A Pastoral Heart (cont.)
Herman Hoeksema had the heart of a pastor.
His sermons were a public expression of his pastoral heart, as I demonstrated in the previous article.
I saw this heart in Hoeksema’s ministry “from house to house” (Acts 20:20).
It was the late spring of 1960.
Grandpa Jasper Koole was dying. He asked me whether Rev. Hoeksema would be willing to call on him as he, Grandpa Koole, lay on what he knew to be his deathbed. And would I make the request of Rev. Hoeksema for him. The reason he asked me was that I had just enrolled to enter the Protestant Reformed Seminary in the fall of 1960.
Jasper Koole was a lifelong, faithful member of First Protestant Reformed Church in Grand Rapids, Michigan. In fact, he was a charter member of First Church. He suffered the reproach of Christ with Herman Hoeksema, the consistory, and many other members of Eastern Avenue Christian Reformed Church in being cast out of the Christian Reformed Church for the confession of the sovereign, particular grace of God in Jesus Christ.
But Jasper Koole, who believed in Jesus Christ as presented in the gospel, was plagued with doubt concerning his salvation. For many years, he remained only a baptized member of First Church. At the baptism of his first three children, Jasper Koole remained seated and silent as Bessie, his wife, stood before the large congregation of First Church, answering the questions of the baptism form and holding the children as the minister sprinkled them with water in the name of the triune God. Only when the fourth child was to be baptized was he able to make public confession of his faith and thus present his child for baptism. Jasper Koole was forty.
His children relate that when First Church celebrated the Lord’s Supper, their father would walk them to church from Batavia Place, see his wife and them into the sanctuary, and then disappear. For the hour and a half of the service, he would walk the streets of Grand Rapids, until the service of the holy Supper was finished. Then he would appear again to walk them home. He felt himself unworthy even to be present at a worship service that included the Supper of the body and the blood of the Savior.

——

*Required actions*:
a) In the article about Herman Hoeksema, condense the paragraph that begins "But Jasper Koole, who believed" into about three sentences, keeping its main facts.
b) Pull out every line of the records that contains the word "tree".
The article about Herman Hoeksema and the records are unrelated material.

——

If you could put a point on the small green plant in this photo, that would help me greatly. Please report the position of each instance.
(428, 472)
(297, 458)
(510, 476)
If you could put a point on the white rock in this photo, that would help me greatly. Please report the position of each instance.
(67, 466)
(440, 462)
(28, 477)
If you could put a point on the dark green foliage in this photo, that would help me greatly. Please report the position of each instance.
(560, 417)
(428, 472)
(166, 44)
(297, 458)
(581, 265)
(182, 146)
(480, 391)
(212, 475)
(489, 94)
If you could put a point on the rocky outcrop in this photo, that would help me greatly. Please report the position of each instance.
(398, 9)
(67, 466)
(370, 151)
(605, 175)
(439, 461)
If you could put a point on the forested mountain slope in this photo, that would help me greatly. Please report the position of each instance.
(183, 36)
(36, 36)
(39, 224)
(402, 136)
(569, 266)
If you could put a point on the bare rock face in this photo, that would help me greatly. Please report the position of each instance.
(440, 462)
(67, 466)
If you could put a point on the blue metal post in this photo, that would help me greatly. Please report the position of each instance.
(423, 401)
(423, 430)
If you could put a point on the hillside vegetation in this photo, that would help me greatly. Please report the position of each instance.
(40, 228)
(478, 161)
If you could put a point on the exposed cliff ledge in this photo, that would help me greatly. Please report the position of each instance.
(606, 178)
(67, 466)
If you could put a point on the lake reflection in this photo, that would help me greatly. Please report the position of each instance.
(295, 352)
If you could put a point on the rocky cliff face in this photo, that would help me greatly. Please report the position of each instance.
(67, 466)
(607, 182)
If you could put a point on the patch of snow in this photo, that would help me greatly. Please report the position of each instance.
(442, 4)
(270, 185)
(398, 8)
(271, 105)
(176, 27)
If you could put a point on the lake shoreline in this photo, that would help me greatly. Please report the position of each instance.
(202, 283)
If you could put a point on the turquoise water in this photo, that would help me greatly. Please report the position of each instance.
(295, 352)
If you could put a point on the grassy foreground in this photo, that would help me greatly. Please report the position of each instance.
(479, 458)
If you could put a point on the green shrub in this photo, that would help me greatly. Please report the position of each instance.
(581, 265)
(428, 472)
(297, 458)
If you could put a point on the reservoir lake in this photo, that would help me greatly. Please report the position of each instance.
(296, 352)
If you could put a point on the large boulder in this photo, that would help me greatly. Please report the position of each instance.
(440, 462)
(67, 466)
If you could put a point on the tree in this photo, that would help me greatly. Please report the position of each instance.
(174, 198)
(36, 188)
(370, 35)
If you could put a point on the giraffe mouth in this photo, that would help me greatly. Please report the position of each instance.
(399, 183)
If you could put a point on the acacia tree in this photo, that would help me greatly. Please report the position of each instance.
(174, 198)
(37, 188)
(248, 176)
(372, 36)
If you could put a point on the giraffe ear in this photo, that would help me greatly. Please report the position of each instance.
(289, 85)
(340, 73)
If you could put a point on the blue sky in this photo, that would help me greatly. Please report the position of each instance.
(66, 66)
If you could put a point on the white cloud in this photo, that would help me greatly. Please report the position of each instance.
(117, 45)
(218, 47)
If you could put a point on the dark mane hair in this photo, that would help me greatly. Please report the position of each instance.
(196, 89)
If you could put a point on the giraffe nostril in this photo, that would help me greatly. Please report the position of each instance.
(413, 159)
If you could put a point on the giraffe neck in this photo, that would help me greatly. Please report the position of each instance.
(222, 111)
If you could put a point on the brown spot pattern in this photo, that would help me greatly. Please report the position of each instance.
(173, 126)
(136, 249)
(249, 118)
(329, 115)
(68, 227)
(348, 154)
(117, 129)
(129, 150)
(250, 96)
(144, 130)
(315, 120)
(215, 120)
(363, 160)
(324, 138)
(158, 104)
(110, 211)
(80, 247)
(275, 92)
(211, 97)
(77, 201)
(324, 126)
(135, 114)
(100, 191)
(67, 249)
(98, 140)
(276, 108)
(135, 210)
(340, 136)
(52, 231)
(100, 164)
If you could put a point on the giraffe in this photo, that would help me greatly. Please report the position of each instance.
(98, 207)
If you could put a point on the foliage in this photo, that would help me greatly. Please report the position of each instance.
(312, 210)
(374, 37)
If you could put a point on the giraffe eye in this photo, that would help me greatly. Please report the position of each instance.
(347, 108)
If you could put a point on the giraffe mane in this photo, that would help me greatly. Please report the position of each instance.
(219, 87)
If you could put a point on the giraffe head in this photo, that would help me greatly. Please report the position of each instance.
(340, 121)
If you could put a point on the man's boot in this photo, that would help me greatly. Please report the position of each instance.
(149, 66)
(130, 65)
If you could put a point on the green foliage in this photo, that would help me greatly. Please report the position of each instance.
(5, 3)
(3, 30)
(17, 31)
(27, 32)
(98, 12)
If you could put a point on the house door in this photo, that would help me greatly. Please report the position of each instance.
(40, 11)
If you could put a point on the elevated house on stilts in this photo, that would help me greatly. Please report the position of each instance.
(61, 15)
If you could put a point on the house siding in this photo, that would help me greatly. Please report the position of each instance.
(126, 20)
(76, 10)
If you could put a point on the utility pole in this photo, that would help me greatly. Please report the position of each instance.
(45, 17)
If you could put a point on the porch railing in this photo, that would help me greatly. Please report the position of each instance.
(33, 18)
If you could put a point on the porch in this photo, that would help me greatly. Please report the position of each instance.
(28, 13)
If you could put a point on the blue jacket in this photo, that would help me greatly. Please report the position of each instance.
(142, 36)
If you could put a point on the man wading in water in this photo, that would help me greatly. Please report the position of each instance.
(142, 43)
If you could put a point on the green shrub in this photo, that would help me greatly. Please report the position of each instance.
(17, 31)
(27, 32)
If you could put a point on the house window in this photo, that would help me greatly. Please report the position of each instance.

——

*Complete answers*:
a) Jasper Koole believed in Jesus Christ as the gospel presents him, yet doubted his own salvation, so for many years he remained only a baptized member of First Church. At the baptism of his first three children he sat silent while his wife, Bessie, stood before the congregation, answered the questions of the baptism form and held the children. Only when the fourth child was to be baptized could he make public confession of his faith and present the child himself; he was forty.

b)
If you could put a point on the tree in this photo, that would help me greatly. Please report the position of each instance.
If you could put a point on the acacia tree in this photo, that would help me greatly. Please report the position of each instance.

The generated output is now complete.